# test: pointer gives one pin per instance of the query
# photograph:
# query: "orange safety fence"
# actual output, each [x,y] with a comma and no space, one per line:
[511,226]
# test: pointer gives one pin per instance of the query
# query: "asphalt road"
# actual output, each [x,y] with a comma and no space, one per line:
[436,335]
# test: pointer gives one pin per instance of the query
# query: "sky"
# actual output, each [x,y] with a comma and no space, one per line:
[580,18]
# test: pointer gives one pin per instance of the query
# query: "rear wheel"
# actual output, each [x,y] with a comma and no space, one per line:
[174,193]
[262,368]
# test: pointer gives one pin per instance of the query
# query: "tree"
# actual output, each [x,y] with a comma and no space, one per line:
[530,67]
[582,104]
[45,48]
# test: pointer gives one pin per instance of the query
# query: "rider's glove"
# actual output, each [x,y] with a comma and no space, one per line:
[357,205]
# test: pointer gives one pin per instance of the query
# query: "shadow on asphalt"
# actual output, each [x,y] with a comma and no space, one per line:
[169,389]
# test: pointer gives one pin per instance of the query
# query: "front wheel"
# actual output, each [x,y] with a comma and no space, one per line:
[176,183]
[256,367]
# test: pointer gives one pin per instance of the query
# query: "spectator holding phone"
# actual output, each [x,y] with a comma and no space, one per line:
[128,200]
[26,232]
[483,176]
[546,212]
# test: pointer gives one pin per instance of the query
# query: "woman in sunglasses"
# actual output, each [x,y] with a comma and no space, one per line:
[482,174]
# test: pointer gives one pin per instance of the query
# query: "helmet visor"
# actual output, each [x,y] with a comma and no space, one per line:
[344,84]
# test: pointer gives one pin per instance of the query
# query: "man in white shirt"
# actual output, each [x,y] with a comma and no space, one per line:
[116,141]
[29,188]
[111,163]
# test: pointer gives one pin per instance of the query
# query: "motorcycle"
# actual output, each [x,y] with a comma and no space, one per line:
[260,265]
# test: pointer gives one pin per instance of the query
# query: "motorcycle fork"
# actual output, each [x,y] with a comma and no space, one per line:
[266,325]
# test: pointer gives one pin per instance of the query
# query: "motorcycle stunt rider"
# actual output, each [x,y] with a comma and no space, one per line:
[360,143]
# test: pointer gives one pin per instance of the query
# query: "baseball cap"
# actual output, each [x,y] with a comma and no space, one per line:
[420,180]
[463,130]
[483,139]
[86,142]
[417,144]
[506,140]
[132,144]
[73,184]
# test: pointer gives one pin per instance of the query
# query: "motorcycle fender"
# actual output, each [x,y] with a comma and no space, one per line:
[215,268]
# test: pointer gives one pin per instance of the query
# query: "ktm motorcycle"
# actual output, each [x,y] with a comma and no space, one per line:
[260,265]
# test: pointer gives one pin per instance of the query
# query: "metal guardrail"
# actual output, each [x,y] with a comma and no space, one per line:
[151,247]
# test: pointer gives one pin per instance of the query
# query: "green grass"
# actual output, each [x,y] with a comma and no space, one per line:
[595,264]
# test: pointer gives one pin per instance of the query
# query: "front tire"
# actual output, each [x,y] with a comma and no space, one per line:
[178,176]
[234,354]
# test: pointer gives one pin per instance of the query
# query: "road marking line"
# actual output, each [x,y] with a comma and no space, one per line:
= = = = =
• **What you need to do**: Please give back all of the records exactly as written.

• **Task result**:
# test: pointer gives one pin per instance of the query
# photograph:
# query: "orange safety fence"
# actual output, each [x,y] with a comma and no space, one per line:
[511,226]
# test: pointer gives one pin per instance of the query
# query: "asphalt road"
# actual output, each [x,y] with a comma and no space, one per line:
[436,335]
# test: pointer gives one pin per instance of the query
# query: "sky"
# actual output, each [x,y] with a comma and no space, one per line:
[580,18]
# test: pointer gives one pin per instance of the query
# query: "rear wheel"
# actual output, each [x,y] with a comma and no space, one per line:
[174,193]
[262,368]
# test: pointer gives one pin per instance of the query
# query: "tree"
# actual output, each [x,y] with a comma and no space, one per line:
[530,67]
[582,104]
[45,48]
# test: pointer gives one pin per instance of the query
# query: "rider's glove"
# actual output, each [x,y] with a comma and no space, one per line:
[357,205]
# test: pointer gives one pin per instance of the query
# query: "shadow on asphalt"
# actual output, each [x,y] with a comma and no space, one per line:
[169,389]
# test: pointer gives one pin per instance of the query
# query: "front wheel"
# actual output, each [x,y] with a comma and no space, one per line:
[176,183]
[256,367]
# test: pointer gives one pin per instance of the query
# query: "spectator holding phone"
# actual output, each [x,y] with a comma and no space, one per line:
[128,200]
[26,232]
[483,176]
[546,212]
# test: pointer gives one pin per instance of the query
# query: "woman in sunglasses"
# actual output, each [x,y] with a comma and no space, one per line:
[482,174]
# test: pointer gives one pin per instance of the query
# query: "helmet visor"
# actual output, each [x,y] with a comma and no space, one per line:
[344,84]
# test: pointer gives one pin per instance of the query
# query: "man in white shirt"
# actual output, each [x,y] with a comma and no space, one per line:
[116,141]
[29,188]
[111,163]
# test: pointer gives one pin per instance of the query
# query: "motorcycle"
# actual output, each [x,y] with a comma and no space, one per line:
[260,265]
# test: pointer gives one pin per instance of the query
# query: "motorcycle fork"
# actual output, each [x,y] with a comma and no space, one per line:
[266,325]
# test: pointer gives one pin per instance of the query
# query: "motorcycle stunt rider"
# actual output, each [x,y] with a comma and no space, one per line:
[360,143]
# test: pointer gives one pin per instance of the query
# query: "baseball cap"
# actual output, each [x,y] with a comma and no space, one per line:
[420,180]
[463,130]
[483,139]
[86,142]
[417,144]
[506,140]
[132,144]
[73,184]
# test: pointer gives one pin per instance of the query
# query: "motorcycle fender"
# actual output, each [x,y] with a comma and no space, one per line:
[215,268]
# test: pointer gives one pin per instance of the query
# query: "ktm motorcycle"
# actual output, each [x,y] with a comma and no space, one per line:
[260,265]
# test: pointer gives one pin per instance of the query
# query: "metal guardrail"
# actual output, each [x,y] with a comma and no space, one per line:
[151,247]
# test: pointer gives one pin per instance of the query
# query: "green grass"
# actual output, each [x,y] with a comma and no space, one per line:
[595,264]
# test: pointer gives one pin per instance of the query
# query: "front tire"
# actual output, each [x,y] with a comma and no space, one per line:
[178,176]
[234,354]
# test: pointer gives one pin per instance of the query
# query: "road marking line"
# actual output, each [x,y] with a comma and no space, one per line:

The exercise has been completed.